A forte presença dessas redes se explica por um movimento iniciado na década passada, quando o PCC e o Comando Vermelho expandiram seus negócios para o Norte e Nordeste.

Os dois grupos passaram a atuar no atacado da droga, repassando os produtos para quadrilhas menores venderem nas ruas.

A chegada das facções, levando a uma maior oferta de drogas e armas, aumentou a rivalidade entre traficantes. Uma resposta à presença de paulistas e cariocas foi a criação, no Rio Grande do Norte, do Sindicato do Crime, formado por principalmente por jovens locais.

“Essa dinâmica gerou muitos conflitos pelo controle de territórios urbanos. Houve uma grande entrada de armas, muitas delas de grosso calibre, para alimentar essas disputas”, explicou Luiz Fábio Paiva, professor de sociologia e pesquisador do Laboratório de Estudos da Violência da Universidade Federal do Ceará, em entrevista recente à BBC News Brasil.

## [O que fazer]
Responda às perguntas abaixo com base no texto sobre as facções criminosas.
(a) Para quais regiões o PCC e o Comando Vermelho expandiram seus negócios na década passada?
(b) Em que estado foi criado o Sindicato do Crime?
(c) A qual universidade pertence o laboratório em que Luiz Fábio Paiva é pesquisador?

## [Linhas de dados]
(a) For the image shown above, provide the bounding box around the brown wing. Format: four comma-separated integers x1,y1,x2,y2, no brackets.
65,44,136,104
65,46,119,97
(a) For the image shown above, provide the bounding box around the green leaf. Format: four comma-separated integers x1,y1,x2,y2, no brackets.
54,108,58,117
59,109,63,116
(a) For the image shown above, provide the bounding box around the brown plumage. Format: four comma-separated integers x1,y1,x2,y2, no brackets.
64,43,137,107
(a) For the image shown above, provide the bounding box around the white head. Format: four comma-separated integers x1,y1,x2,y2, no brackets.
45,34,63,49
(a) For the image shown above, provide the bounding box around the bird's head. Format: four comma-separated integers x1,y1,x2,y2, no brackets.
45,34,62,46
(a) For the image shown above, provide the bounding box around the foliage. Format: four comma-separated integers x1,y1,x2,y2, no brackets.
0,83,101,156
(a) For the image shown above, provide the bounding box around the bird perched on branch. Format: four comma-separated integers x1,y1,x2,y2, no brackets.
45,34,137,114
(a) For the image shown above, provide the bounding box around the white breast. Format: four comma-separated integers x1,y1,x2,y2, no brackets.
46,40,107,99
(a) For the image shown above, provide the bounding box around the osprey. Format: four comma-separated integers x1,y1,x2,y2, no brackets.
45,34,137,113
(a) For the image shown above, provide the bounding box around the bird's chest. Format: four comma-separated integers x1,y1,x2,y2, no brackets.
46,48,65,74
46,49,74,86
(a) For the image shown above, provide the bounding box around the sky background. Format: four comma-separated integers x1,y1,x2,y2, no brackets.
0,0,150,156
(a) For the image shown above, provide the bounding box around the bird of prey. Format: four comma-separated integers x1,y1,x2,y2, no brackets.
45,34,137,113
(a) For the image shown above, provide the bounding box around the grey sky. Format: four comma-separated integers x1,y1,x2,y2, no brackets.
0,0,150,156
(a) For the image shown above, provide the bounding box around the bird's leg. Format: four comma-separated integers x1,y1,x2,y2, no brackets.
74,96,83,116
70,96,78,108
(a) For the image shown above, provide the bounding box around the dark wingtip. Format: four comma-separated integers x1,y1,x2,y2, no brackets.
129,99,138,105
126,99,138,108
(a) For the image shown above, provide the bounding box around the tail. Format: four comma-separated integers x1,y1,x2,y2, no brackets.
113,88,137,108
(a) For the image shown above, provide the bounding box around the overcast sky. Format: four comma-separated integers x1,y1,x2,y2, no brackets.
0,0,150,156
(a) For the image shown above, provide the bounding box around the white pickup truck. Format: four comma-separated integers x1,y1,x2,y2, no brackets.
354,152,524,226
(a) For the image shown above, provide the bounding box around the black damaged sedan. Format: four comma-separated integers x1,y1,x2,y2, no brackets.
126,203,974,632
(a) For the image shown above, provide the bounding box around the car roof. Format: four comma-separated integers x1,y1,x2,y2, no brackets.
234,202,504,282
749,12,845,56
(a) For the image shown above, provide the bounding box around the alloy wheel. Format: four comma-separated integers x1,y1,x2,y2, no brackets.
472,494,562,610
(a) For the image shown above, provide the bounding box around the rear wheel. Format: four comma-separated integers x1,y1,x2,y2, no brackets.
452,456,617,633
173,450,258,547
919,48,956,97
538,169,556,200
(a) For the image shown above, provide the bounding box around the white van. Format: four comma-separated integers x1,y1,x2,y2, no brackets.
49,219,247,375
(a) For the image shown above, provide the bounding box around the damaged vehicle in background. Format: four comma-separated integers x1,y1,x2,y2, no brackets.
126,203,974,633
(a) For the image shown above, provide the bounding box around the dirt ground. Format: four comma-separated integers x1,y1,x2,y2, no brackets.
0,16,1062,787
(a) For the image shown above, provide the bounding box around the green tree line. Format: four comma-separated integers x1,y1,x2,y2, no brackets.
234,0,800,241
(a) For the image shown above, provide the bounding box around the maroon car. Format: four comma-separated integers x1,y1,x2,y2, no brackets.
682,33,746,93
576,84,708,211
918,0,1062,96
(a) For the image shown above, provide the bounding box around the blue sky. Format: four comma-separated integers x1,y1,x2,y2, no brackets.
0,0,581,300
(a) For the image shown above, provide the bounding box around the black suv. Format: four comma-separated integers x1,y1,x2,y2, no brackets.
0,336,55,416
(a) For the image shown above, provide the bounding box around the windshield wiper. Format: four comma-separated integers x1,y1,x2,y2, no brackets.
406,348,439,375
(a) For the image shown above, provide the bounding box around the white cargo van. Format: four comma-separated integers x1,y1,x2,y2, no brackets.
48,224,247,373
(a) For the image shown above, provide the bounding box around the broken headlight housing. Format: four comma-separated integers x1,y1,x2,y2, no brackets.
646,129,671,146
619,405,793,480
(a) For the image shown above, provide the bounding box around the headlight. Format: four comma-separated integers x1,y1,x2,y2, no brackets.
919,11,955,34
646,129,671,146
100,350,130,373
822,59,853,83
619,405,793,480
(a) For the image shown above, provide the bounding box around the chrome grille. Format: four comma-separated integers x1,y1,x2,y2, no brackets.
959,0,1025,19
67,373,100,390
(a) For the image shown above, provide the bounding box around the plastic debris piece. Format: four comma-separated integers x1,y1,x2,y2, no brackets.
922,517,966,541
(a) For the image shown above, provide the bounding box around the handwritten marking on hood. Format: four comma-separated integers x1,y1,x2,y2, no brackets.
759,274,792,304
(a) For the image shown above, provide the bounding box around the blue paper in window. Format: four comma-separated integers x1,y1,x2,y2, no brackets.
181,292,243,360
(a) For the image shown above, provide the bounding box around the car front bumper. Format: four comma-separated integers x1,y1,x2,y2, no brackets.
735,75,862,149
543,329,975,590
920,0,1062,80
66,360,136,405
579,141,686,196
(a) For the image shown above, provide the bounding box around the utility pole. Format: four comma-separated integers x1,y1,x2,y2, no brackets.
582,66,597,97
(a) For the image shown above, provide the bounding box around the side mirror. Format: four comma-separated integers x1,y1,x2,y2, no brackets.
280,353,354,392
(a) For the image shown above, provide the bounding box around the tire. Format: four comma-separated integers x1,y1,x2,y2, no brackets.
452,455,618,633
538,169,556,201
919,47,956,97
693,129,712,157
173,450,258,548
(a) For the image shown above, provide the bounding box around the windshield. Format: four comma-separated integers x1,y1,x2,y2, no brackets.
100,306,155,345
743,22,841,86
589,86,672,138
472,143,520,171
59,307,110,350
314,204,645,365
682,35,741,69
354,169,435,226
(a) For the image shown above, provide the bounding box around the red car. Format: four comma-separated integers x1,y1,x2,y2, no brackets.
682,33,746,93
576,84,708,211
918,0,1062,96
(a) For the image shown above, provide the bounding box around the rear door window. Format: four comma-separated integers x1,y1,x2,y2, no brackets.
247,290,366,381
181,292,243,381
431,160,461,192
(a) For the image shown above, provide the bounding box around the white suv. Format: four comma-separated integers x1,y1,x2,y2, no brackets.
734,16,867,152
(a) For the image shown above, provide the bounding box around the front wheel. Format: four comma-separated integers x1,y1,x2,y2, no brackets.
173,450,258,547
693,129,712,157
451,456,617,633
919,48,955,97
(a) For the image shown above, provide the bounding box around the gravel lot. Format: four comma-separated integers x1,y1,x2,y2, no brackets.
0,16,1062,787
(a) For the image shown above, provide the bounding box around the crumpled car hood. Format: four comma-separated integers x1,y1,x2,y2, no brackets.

## [Resposta completa]
(a) Eles expandiram seus negócios para o Norte e o Nordeste.
(b) O Sindicato do Crime foi criado no Rio Grande do Norte.
(c) O laboratório pertence à Universidade Federal do Ceará.